### DATASET EXCERPTS
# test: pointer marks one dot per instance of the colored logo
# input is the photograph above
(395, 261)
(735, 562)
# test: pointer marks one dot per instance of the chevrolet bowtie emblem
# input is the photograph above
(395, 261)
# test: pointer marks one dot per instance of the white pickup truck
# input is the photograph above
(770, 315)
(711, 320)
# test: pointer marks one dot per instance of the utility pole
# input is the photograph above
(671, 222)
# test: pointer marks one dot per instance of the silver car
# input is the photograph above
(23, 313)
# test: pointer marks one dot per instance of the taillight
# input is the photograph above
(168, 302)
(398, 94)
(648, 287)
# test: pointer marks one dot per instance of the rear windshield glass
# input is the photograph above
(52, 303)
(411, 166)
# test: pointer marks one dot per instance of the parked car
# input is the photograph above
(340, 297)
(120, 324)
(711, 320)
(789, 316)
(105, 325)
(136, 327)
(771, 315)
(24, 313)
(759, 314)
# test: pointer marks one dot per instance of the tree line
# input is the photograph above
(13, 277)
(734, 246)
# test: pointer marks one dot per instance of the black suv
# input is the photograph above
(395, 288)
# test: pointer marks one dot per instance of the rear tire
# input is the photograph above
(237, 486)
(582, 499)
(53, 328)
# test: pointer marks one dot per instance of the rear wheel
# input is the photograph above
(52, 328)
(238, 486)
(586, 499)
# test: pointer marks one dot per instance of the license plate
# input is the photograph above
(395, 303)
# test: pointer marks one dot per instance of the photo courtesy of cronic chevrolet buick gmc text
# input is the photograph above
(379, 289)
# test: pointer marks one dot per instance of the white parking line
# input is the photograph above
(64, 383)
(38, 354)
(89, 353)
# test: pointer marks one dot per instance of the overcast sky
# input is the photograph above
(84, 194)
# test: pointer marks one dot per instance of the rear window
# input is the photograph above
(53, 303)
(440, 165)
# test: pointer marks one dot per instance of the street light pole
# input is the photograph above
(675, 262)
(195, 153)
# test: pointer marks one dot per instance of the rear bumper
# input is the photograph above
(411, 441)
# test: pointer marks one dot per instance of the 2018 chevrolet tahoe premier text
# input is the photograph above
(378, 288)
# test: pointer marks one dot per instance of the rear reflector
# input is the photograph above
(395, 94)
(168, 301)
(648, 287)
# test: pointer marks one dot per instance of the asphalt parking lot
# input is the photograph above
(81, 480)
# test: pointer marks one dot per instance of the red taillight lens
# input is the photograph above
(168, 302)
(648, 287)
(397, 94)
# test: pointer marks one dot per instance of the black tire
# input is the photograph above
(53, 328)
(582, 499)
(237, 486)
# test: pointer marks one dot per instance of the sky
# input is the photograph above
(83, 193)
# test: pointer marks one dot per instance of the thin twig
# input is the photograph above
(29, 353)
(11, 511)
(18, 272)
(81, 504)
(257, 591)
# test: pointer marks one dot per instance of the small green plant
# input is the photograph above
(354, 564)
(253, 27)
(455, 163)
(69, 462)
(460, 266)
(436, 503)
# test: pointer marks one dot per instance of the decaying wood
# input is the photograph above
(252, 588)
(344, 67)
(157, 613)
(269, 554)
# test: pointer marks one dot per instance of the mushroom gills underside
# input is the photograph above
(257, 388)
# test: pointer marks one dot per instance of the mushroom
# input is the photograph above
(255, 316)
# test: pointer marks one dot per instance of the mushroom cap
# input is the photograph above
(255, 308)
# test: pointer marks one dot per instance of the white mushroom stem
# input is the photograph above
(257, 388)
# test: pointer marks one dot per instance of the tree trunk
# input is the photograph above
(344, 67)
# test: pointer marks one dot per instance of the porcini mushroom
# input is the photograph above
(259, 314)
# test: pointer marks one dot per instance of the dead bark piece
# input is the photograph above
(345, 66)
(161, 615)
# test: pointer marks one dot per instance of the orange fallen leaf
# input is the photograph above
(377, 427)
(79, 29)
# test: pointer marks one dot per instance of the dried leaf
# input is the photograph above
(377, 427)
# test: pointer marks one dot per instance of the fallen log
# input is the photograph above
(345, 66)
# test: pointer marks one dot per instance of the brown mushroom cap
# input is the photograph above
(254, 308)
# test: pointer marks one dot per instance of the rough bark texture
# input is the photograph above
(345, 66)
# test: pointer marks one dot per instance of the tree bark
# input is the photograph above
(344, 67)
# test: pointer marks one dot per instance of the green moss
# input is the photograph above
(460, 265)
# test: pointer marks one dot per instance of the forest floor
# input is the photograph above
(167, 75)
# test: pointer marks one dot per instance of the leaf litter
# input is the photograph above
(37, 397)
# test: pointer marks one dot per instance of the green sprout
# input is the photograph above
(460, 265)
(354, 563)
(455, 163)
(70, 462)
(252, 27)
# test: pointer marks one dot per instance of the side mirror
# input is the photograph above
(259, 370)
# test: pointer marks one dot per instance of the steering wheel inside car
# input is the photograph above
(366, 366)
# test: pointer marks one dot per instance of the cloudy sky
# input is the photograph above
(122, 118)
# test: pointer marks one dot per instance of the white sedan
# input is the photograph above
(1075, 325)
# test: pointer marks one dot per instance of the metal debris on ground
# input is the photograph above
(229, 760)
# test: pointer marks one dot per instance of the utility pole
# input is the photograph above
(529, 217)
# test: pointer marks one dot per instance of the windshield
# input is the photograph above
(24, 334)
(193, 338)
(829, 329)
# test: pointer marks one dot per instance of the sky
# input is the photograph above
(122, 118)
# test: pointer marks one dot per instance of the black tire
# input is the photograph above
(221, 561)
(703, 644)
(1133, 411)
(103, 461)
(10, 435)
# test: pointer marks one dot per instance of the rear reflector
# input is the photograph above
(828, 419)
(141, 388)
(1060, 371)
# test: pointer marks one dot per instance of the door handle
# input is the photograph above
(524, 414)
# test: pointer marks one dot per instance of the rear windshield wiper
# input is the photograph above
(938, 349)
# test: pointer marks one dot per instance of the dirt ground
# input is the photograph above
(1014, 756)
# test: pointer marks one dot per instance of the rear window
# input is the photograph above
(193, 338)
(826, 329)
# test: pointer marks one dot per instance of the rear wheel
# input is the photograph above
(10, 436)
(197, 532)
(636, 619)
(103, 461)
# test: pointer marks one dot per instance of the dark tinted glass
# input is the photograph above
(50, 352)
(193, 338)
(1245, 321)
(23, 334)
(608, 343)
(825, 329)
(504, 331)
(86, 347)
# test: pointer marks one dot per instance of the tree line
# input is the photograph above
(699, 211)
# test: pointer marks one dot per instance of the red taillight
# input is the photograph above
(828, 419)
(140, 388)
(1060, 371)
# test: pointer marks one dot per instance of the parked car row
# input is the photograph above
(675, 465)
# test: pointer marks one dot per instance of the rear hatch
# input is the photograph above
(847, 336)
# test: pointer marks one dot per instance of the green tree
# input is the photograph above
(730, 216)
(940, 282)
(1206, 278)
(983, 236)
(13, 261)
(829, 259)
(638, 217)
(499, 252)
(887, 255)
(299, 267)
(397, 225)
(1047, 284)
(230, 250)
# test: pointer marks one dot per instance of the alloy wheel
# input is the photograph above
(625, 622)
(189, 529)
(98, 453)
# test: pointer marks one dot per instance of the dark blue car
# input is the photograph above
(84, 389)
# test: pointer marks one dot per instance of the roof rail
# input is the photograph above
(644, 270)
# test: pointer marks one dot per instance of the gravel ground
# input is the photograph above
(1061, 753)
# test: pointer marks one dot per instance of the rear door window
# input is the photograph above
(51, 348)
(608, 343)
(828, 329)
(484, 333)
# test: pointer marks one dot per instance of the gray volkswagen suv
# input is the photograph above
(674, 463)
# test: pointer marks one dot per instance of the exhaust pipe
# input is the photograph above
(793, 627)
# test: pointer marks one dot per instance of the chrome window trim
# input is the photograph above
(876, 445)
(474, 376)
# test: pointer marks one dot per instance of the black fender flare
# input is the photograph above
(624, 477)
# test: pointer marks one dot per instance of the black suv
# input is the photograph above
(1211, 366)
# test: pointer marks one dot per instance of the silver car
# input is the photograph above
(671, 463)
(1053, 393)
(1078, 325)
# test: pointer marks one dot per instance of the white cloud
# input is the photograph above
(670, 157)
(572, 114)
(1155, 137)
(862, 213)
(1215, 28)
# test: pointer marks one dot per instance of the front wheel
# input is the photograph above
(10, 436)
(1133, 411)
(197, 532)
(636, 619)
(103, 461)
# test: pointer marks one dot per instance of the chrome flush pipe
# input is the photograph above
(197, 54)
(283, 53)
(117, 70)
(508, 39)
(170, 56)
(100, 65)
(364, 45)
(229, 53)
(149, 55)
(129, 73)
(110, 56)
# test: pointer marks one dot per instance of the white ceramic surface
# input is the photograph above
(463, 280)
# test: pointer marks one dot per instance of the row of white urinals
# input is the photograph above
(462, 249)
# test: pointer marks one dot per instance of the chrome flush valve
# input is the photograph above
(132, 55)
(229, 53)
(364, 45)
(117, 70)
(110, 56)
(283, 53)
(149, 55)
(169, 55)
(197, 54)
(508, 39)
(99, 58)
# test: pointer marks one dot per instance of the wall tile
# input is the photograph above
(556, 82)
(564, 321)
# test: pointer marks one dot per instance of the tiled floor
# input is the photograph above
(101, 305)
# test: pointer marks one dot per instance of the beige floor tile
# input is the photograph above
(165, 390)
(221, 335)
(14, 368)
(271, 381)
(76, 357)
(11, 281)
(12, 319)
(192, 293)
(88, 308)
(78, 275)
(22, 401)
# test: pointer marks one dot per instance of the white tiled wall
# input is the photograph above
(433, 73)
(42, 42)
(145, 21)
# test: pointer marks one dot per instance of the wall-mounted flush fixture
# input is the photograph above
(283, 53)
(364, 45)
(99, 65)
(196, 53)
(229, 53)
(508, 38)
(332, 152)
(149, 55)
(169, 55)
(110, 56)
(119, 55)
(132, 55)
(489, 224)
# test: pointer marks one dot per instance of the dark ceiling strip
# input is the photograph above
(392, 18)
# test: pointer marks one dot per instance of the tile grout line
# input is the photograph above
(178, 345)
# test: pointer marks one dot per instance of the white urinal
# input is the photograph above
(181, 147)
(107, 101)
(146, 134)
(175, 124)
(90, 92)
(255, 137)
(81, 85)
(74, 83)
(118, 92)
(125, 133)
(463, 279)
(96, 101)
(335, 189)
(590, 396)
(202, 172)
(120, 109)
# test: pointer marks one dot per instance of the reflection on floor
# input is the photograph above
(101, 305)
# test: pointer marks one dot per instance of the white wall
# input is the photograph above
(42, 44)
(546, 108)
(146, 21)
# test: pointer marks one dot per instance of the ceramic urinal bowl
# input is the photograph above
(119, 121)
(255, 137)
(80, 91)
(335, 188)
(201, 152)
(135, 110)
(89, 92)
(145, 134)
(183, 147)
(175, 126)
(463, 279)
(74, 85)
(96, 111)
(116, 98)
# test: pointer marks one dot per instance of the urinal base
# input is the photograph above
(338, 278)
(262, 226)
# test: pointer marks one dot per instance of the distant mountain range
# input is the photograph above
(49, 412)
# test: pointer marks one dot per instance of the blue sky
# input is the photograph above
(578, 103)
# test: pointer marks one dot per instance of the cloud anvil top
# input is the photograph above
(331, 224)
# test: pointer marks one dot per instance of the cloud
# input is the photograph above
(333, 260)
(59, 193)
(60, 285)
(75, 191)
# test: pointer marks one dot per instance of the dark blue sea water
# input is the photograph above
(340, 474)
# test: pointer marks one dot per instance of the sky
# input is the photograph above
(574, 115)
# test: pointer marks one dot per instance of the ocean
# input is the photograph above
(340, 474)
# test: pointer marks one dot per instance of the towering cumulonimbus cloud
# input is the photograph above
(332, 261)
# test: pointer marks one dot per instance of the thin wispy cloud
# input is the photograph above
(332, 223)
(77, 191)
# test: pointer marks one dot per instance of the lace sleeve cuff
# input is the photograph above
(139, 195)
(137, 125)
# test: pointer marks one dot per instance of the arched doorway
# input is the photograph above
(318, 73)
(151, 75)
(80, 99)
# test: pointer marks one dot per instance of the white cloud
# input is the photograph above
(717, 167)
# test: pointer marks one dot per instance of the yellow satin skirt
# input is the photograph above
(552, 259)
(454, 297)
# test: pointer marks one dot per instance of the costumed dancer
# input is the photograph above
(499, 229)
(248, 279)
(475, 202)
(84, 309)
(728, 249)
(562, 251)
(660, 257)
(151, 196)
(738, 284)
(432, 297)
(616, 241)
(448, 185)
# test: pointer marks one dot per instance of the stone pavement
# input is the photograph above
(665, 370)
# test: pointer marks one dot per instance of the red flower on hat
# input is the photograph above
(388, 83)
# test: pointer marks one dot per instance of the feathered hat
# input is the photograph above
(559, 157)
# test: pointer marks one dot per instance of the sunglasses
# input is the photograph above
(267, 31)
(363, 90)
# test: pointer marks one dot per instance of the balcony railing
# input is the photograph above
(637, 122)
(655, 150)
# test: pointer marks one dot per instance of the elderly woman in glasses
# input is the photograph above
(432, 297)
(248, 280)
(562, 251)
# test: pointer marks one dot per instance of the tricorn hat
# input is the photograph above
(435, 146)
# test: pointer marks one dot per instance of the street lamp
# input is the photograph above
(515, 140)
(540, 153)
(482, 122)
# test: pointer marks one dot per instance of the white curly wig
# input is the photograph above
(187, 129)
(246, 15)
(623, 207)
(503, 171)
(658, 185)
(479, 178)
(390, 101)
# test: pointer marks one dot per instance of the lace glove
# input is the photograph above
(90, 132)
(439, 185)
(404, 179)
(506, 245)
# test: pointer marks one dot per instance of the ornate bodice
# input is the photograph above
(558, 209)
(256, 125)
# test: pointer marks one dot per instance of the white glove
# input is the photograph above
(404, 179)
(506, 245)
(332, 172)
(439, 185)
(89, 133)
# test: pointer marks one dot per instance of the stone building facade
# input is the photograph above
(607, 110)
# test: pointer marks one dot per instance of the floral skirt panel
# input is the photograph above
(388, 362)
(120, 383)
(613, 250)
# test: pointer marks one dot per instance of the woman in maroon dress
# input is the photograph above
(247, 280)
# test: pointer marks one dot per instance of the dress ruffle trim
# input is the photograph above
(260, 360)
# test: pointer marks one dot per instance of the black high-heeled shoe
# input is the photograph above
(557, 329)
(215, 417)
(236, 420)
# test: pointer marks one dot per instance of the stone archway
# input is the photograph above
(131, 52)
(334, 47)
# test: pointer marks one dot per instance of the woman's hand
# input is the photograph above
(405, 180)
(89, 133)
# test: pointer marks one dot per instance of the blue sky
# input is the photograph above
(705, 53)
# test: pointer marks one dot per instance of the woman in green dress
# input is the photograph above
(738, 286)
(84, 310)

### WHAT YOU SHOULD DO
Output the line containing "white curly wig" and all lines after it to the end of the records, exactly as given.

### TASK SOLUTION
# test: pointer marks one dot per instance of the white curly wig
# input is the photograph above
(187, 129)
(246, 15)
(623, 207)
(503, 171)
(658, 185)
(479, 178)
(390, 101)
# test: pointer marks one dot per instance of the lace glove
# input is the photograph above
(90, 132)
(439, 185)
(404, 179)
(506, 245)
# test: pointer marks one dot per instance of the ornate bodice
# input is the photograph above
(558, 209)
(256, 125)
# test: pointer marks one dot per instance of the white glove
# input is the photograph above
(404, 179)
(506, 245)
(332, 172)
(439, 185)
(89, 133)
# test: pointer marks one dot per instance of the stone building facade
# input is the photograph above
(607, 110)
# test: pointer marks one dot per instance of the floral skirt panel
# input is the photograph above
(388, 362)
(120, 383)
(613, 250)
# test: pointer marks one dot per instance of the woman in maroon dress
# input is the photograph above
(247, 280)
# test: pointer marks one dot per instance of the dress ruffle trim
# input is the photograph above
(260, 360)
# test: pointer marks one dot per instance of the black high-heeled shoe
# input is the photograph above
(557, 329)
(215, 417)
(236, 420)
# test: pointer marks one dot per instance of the stone archway
# input is the photograph above
(131, 52)
(334, 47)
# test: pointer marks one dot per instance of the woman's hand
# input is the photograph above
(405, 180)
(89, 133)
# test: pointer marks one dot per instance of the blue sky
# input is the photograph above
(705, 53)
# test: pointer marks one dot per instance of the woman in green dress
# input is the photograph above
(738, 286)
(84, 310)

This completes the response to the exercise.